Ersetzen Sie in den nachfolgenden Daten „Multiple matches“ durch „Several matches“ und geben Sie die Zeilen ansonsten unverändert wieder.

------------------------------------------------

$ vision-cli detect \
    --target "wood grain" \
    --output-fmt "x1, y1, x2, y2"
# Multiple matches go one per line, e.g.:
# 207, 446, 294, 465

------------------------------------------------

## [Lösung der Aufgabe]
$ vision-cli detect \
    --target "wood grain" \
    --output-fmt "x1, y1, x2, y2"
# Several matches go one per line, e.g.:
# 207, 446, 294, 465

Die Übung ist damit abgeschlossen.